◆ **TASK TO COMPLETE**
Arrange the records below as a two-column CSV with the header label_request,points, one row per record. Put the record's text in the first field and its answer in the second, quote each field, and replace line breaks with spaces.

◆ **DATASET**
★ ★ ★ ★ ★
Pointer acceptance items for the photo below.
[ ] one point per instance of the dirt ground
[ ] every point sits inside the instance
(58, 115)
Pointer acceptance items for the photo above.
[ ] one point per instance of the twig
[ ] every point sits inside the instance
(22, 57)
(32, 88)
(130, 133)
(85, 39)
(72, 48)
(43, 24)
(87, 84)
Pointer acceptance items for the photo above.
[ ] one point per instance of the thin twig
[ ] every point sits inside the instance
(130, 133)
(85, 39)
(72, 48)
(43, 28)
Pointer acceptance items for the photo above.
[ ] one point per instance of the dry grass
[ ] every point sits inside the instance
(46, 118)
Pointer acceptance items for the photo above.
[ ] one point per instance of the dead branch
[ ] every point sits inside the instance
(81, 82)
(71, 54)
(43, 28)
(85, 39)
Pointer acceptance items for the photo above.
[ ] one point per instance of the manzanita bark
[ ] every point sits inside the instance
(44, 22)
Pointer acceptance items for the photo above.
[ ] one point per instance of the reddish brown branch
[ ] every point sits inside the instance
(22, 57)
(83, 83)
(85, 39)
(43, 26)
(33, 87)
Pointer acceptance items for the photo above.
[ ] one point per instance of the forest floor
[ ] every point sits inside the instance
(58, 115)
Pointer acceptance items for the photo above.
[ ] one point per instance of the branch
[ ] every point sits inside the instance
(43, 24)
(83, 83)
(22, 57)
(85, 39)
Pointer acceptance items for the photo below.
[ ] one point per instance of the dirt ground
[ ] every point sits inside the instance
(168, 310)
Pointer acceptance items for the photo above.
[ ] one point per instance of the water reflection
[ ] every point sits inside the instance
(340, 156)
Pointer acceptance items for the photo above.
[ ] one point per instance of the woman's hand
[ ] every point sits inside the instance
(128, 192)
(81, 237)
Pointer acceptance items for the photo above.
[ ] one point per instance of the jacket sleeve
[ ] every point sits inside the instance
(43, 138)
★ ★ ★ ★ ★
◆ **FULL OUTPUT**
label_request,points
"Pointer acceptance items for the photo below. [ ] one point per instance of the dirt ground [ ] every point sits inside the instance","(58, 115)"
"Pointer acceptance items for the photo above. [ ] one point per instance of the twig [ ] every point sits inside the instance","(22, 57) (32, 88) (130, 133) (85, 39) (72, 48) (43, 24) (87, 84)"
"Pointer acceptance items for the photo above. [ ] one point per instance of the thin twig [ ] every point sits inside the instance","(130, 133) (85, 39) (72, 48) (43, 28)"
"Pointer acceptance items for the photo above. [ ] one point per instance of the dry grass [ ] every point sits inside the instance","(46, 118)"
"Pointer acceptance items for the photo above. [ ] one point per instance of the dead branch [ ] every point sits inside the instance","(81, 82) (71, 54) (43, 28) (85, 39)"
"Pointer acceptance items for the photo above. [ ] one point per instance of the manzanita bark [ ] every point sits inside the instance","(44, 22)"
"Pointer acceptance items for the photo above. [ ] one point per instance of the reddish brown branch [ ] every point sits inside the instance","(22, 57) (83, 83) (85, 39) (43, 26) (33, 87)"
"Pointer acceptance items for the photo above. [ ] one point per instance of the forest floor [ ] every point sits inside the instance","(58, 115)"
"Pointer acceptance items for the photo above. [ ] one point per instance of the branch [ ] every point sits inside the instance","(43, 24) (83, 83) (22, 57) (85, 39)"
"Pointer acceptance items for the photo below. [ ] one point per instance of the dirt ground [ ] every point sits inside the instance","(168, 310)"
"Pointer acceptance items for the photo above. [ ] one point per instance of the water reflection [ ] every point sits inside the instance","(340, 156)"
"Pointer acceptance items for the photo above. [ ] one point per instance of the woman's hand [ ] every point sits inside the instance","(128, 192) (81, 237)"
"Pointer acceptance items for the photo above. [ ] one point per instance of the jacket sleeve [ ] every point sits inside the instance","(43, 138)"